┌──

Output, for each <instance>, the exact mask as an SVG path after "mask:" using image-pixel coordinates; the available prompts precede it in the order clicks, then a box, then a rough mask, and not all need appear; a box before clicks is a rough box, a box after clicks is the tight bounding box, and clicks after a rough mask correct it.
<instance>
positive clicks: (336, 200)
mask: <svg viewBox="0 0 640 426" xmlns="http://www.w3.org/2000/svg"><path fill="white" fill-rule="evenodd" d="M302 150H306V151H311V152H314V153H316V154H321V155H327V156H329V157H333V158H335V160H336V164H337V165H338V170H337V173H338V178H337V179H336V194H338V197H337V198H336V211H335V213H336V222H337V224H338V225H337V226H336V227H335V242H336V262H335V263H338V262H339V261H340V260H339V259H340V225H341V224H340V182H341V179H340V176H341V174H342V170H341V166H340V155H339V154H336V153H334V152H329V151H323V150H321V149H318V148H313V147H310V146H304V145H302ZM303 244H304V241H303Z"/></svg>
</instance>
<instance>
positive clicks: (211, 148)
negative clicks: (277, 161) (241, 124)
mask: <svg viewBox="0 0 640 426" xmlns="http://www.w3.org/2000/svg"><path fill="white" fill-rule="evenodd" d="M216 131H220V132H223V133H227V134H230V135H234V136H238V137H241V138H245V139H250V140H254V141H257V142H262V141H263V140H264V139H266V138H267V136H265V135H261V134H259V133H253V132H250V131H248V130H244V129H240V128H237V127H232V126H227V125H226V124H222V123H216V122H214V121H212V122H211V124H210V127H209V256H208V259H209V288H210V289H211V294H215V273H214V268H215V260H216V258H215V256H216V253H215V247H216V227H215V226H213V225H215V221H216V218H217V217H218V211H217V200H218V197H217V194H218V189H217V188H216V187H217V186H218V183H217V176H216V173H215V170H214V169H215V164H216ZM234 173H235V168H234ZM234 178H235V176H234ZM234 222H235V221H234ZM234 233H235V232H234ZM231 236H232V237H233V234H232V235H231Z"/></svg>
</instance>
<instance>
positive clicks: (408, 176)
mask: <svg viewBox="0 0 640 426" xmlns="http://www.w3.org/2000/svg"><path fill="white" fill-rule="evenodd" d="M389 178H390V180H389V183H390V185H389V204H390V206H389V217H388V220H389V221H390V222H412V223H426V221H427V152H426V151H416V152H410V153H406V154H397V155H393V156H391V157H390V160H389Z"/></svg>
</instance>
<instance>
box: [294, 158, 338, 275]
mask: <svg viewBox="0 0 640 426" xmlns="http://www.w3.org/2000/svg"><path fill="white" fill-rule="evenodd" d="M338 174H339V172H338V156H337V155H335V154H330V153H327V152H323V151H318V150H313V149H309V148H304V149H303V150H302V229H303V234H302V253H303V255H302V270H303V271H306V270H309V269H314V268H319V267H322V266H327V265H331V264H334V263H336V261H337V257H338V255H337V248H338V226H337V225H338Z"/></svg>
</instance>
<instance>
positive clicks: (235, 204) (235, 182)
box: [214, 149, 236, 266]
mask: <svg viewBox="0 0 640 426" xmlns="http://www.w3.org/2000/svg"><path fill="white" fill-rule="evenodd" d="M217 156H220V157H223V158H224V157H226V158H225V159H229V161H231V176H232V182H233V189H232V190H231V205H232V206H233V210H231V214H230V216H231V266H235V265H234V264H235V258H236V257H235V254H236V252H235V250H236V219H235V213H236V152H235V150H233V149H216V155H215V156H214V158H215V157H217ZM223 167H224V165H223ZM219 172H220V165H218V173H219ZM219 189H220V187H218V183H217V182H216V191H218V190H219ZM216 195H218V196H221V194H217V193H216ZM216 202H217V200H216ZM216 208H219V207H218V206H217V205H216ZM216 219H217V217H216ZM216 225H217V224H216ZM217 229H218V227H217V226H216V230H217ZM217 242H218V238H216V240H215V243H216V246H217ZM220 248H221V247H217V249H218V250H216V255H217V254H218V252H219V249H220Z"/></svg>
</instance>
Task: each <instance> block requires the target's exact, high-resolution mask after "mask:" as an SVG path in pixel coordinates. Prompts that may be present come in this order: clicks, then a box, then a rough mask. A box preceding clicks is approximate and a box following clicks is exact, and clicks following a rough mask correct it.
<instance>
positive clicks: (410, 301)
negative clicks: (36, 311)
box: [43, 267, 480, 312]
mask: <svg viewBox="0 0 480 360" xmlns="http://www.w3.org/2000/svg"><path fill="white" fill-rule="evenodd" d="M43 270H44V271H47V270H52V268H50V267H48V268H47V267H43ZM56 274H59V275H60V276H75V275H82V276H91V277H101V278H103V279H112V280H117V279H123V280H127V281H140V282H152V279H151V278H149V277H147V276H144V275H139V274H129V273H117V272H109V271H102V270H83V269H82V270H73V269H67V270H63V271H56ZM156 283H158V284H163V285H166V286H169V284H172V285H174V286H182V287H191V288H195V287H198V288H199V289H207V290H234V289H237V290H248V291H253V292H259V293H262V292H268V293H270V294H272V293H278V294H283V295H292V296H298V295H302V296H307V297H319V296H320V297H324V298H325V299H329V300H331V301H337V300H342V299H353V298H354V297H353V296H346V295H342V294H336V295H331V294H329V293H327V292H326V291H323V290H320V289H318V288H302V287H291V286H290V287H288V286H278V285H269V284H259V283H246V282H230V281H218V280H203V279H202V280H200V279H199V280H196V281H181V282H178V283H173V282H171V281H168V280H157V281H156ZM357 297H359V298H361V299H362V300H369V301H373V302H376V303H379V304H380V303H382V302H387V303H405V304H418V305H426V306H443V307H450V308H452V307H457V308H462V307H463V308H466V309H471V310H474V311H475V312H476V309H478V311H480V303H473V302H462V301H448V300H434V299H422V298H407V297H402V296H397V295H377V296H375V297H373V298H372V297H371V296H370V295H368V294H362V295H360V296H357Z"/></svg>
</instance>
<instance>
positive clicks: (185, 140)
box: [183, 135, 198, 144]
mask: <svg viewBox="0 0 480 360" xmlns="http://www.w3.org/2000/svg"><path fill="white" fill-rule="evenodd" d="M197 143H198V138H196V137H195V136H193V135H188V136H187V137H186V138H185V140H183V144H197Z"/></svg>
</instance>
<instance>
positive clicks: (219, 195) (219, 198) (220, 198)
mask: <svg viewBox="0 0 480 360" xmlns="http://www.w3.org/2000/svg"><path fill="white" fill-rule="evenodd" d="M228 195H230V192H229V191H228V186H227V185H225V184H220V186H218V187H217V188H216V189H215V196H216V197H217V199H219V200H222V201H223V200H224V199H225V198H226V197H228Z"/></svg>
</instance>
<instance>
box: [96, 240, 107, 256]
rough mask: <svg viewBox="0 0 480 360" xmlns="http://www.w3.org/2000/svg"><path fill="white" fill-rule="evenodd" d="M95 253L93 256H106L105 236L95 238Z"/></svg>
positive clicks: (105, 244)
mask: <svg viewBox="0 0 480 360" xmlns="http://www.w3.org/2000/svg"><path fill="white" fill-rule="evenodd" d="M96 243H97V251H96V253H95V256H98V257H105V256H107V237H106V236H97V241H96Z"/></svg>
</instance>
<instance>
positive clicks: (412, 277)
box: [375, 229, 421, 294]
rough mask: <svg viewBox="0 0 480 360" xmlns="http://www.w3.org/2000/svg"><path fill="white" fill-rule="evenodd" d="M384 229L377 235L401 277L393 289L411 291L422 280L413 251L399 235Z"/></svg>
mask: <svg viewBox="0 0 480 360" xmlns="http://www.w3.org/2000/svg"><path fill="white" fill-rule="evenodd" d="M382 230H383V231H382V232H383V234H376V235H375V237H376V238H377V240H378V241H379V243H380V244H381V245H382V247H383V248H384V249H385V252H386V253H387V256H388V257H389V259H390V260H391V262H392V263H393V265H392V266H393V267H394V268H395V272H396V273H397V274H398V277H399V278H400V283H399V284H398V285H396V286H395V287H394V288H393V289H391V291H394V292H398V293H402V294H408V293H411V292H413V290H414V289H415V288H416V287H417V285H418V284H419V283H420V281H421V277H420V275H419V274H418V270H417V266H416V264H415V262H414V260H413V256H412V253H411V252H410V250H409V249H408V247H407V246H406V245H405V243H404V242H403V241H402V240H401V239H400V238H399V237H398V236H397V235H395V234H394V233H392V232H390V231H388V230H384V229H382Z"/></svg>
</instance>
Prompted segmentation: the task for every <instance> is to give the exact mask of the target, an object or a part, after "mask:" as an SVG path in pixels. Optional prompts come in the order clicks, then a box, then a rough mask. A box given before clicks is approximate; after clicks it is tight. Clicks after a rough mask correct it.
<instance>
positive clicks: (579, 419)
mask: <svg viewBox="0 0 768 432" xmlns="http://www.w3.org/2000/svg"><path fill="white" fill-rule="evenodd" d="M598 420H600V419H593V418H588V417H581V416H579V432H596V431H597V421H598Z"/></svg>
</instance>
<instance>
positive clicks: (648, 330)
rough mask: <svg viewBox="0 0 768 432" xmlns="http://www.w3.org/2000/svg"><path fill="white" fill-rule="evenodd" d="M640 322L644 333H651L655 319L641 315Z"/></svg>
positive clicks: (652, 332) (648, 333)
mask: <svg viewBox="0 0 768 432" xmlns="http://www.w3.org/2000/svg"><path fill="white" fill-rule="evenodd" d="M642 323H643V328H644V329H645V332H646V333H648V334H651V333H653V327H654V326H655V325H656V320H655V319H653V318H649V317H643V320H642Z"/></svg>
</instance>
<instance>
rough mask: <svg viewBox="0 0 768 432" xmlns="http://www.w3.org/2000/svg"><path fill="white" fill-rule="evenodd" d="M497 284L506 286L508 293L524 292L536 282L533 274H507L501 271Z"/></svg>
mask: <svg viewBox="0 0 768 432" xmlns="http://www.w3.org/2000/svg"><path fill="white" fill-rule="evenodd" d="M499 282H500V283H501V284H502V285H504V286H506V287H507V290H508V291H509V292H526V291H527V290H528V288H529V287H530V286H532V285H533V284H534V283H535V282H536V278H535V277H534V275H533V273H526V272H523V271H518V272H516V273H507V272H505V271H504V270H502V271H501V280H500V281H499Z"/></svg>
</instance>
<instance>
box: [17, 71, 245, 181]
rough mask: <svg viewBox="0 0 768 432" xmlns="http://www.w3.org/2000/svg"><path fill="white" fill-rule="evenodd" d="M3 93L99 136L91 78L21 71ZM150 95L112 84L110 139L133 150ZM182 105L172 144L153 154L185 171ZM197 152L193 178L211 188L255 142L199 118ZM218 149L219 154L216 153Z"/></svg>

└──

Directions for this task:
Pick out every line above that contains the string "negative", matching case exactly.

Solution:
negative clicks: (277, 161) (241, 124)
negative clicks: (36, 311)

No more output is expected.